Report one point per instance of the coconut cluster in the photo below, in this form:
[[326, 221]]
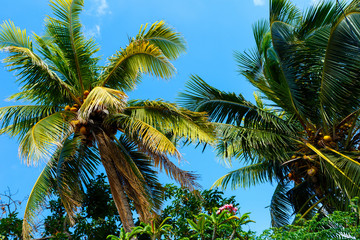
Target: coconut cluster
[[304, 163]]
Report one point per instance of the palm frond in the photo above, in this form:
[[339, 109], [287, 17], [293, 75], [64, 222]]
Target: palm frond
[[248, 142], [171, 43], [228, 107], [169, 118], [283, 11], [137, 58], [76, 165], [281, 207], [246, 176], [65, 29], [101, 98], [186, 179], [145, 166], [12, 36], [33, 73], [37, 197], [41, 140], [340, 74], [150, 137], [17, 120]]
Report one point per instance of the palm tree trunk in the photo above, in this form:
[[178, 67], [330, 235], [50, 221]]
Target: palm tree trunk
[[214, 232], [106, 147]]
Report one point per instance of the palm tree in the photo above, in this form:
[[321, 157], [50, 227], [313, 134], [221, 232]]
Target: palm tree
[[79, 115], [303, 129], [151, 229]]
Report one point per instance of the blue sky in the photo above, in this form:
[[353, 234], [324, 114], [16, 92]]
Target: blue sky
[[213, 29]]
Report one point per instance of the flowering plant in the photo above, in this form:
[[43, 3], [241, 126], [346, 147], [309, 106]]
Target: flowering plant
[[228, 207]]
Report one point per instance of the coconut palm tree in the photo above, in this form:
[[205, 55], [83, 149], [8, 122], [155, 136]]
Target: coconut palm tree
[[78, 114], [303, 129]]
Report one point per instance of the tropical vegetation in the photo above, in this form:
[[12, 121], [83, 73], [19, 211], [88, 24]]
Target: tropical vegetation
[[302, 131], [77, 115]]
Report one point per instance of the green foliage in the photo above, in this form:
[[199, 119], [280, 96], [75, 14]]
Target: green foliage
[[190, 212], [11, 227], [10, 224], [304, 130], [81, 114], [338, 225]]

## WHAT THIS TASK INVOLVES
Rewrite the part of the records that opens with the line containing "Report one point per instance of the blue" and closes with the line containing "[[78, 114], [303, 129]]", replacing "in this form" with "in this format" and leaving everything else unchanged. Give only that part.

## RESULT
Report one point per instance of the blue sky in the photo above, in this format:
[[353, 234], [324, 114], [16, 92]]
Target: blue sky
[[213, 29]]
Report one point per instance of the flowering plant in the photo above, in this format:
[[43, 3], [241, 126], [346, 147], [309, 106]]
Target: flowering plant
[[228, 207]]
Report one point per instance of the coconut palm tree in the photo above, in this format:
[[205, 55], [83, 149], [8, 122], [155, 136]]
Target: coconut palm tree
[[78, 114], [303, 129]]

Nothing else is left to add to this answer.